- TASK GOAL
Find the line that contains "of the green", then repeat it and each line after it to the end of the records, exactly.

___ SOURCE DATA ___

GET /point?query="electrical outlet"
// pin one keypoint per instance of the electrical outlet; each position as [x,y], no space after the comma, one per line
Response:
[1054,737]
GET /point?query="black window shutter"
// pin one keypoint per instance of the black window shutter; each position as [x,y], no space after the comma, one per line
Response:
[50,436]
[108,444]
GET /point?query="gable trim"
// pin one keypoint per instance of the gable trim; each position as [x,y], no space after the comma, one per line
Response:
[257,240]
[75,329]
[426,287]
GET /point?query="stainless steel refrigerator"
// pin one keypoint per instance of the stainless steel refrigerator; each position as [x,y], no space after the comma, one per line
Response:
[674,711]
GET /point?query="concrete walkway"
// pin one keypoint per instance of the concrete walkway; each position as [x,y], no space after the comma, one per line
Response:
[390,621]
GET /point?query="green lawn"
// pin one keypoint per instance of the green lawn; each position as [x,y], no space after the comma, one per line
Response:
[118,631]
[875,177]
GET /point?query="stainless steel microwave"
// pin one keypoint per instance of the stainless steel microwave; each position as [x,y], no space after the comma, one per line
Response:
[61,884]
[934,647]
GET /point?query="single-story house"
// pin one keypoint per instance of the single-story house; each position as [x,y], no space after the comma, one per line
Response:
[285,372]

___

- RESPONSE TO THE EXERCISE
// pin one keypoint per instance of the green lawn; each position as [x,y], no space after the comma, one per line
Response:
[118,631]
[875,177]
GET /point?query="stainless steel microwave"
// pin one keypoint per instance of the stainless steel microwave; each position as [x,y], no space after the comma, one per line
Response:
[61,884]
[934,647]
GET /point?query="single-story house"
// pin one keypoint per instance of the single-story house; each position as [x,y], no space after the comma, one per line
Response:
[285,372]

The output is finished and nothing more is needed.